● **Yönerge**:
Metne göre Yozgatspor, oynanan yirmi dört maç sonunda ligin kaçıncı basamağında yer alıyor?

● **Metin**:

--------------------------------

Kazanmak Güzel… Hele Rakipler Kaybedince... Bursaspor kazanınca keyfimiz yerine geliyor. Hani ne kadar desek de, biz buraların takımı değiliz, buralarda bizim ayarımızda takım yok diye; insan yine de iyi sonuçlara çok seviniyor. Ama kötü sonuçlara olan üzüntümüz, sevincimizden kat kat fazla oluyor. Aslında olması gereken de bence o.
Düşünsenize; biz düşmedikçe Uşak, Gaziantep Belediye, Telekom, Mardin gibi takımlar Bursaspor ile oynamayı hayal bile edemezlerdi. Biz düştük ve şimdi rakip diye onlarla oynuyoruz. Öte yandan en güçlü takımlar; Altay, Antalya, İstanbul, Sakarya… Birinci ligde iken Antalya’yı, Altay’ı yenince, zaten bayram yapmazdık ki… Normal sonuç der, gülümser geçerdik.
Galibiyetlerimize seviniyorum ama bir türlü zafer çığlıkları atmak içimden gelmiyor. Bu takımları her maçta yensek, yine de normal sonuç diye bakarım. Tabii ki sevinirim. Ama o kadar. İşte böyle bir ruh halinde iken yapılan anlamsız puan kayıpları beni olumsuz anlamda çok daha fazla etkiliyor. İki yenilgimiz var. Bence hiç olmamalıydı. Neymiş Elazığ çok iyi oynamış. Oynasın. Ve hatta oynamasından daha doğal ne olabilir? Kalesini açıp buyurun gol atın diyecek halleri yok ki… Vay efendim Real Mardin çok iyiymiş. Onlar Real Mardin ise biz de Bursalona’yız diyerek çıkıp maçı alacaksın. O iki maçta anlamsız bir şekilde beş puan bırakmasaydık. Şimdi çok daha rahattık. Dün gece Antalya – Mardin maçını izledim. Doğrusu Mardin’i çok iyi buldum. O mücadele hırsları, her topa bir anda üç kişi ile baskı yapmaları çok güzeldi. Ani çıkışları ise çok önemli bir meziyet haline gelmiş. Yalnızca karşı karşıya kaldıklarını atsalar maç beş olurdu. Ama bütün bunlar benim Mardin’e puan kaybedildiğinde üzülmemi engelleyemez. Ama Antalya’yı, hem de Antalya’da yendiler derseniz: Ona da Antalyalılar daha da fazla üzülsünler derim.
Şimdi de rakip Yozgatspor… Ona da mı methiyeler düzelim? Oynanan yirmi dört maç sonunda ligin on altıncı basamağına oturmuş bir ekip. Topu topu dört galibiyet almışlar. Yirmi maçta puan kaybetmişler. Kurtarıcı diye aldıkları adam bizde kadroya bile giremedi. Önemli tek galibiyetlerini Antalya’yı yenerek almışlar... Ona da Antalyalılar üzülsün.

--------------------------------

● **Liste**:
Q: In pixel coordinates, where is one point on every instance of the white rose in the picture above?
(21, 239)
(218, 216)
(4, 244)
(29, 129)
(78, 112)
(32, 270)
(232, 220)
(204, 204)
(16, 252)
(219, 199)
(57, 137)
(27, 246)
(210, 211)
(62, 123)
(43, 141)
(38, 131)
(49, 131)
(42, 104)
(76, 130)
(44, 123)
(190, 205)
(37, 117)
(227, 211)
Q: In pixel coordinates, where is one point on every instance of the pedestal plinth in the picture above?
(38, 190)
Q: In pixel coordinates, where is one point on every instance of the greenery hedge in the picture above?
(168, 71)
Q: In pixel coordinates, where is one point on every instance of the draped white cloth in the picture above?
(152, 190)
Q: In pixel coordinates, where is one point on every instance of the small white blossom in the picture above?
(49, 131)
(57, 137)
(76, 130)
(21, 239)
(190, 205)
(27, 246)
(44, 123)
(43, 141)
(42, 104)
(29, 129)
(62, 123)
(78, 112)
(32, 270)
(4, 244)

--------------------------------

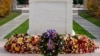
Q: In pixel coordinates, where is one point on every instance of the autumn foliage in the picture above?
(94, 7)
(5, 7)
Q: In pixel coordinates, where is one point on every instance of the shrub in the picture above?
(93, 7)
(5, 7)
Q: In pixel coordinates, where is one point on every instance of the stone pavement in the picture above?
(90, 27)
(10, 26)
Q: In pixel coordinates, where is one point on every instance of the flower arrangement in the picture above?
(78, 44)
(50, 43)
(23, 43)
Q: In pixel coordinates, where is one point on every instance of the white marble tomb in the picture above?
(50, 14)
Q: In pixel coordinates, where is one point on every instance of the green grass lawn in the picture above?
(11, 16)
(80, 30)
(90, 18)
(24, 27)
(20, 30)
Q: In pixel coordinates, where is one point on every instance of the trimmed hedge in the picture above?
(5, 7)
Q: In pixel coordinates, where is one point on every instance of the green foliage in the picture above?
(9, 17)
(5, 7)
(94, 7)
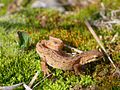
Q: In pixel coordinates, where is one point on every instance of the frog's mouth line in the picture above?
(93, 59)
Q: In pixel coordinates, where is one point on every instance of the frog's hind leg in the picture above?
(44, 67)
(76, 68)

--------------------------------

● **Yanıt**:
Ligin on altıncı basamağında.